§ **Exercise input**
[START]

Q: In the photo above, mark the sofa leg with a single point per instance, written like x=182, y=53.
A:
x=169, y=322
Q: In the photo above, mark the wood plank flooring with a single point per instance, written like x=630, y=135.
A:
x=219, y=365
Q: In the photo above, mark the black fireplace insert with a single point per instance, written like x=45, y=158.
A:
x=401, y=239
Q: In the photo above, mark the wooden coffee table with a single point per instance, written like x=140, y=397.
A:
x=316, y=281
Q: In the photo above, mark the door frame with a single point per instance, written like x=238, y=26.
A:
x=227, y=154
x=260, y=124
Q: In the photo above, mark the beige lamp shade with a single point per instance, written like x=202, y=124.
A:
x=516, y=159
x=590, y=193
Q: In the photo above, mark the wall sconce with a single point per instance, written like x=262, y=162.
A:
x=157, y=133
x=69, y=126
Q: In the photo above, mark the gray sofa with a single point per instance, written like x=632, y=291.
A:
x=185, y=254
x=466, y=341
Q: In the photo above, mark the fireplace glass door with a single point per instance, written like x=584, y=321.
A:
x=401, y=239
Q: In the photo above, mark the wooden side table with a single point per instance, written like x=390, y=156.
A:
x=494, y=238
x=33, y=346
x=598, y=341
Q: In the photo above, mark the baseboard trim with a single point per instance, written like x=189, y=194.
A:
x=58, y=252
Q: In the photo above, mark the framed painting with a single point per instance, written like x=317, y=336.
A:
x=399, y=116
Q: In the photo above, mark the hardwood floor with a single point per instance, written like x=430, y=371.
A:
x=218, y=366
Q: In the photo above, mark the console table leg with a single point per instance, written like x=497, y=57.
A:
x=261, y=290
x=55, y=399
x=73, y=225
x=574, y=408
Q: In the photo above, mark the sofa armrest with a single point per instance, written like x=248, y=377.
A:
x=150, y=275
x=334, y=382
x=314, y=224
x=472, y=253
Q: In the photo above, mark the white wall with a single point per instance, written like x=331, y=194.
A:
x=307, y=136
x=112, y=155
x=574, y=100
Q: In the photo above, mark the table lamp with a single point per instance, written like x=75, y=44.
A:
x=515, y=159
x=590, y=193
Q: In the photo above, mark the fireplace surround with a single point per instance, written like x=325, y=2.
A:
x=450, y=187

[END]

Repeat, without change, each line of the data above from the one that contains "Q: In the photo above, mark the sofa armrest" through the final line, counting both.

§ **Full response**
Q: In the photo above, mark the sofa armrest with a single point per instance, written like x=248, y=377.
A:
x=150, y=275
x=334, y=382
x=314, y=224
x=472, y=253
Q: In the photo above, mark the white wall with a single point per instance, written like x=331, y=194.
A:
x=307, y=136
x=112, y=155
x=574, y=100
Q: In the photo above, mark the table lamp with a single point per instance, written like x=75, y=44.
A:
x=515, y=159
x=590, y=193
Q: In the photo above, mark the fireplace surround with a single point per instance, written like x=325, y=2.
A:
x=450, y=187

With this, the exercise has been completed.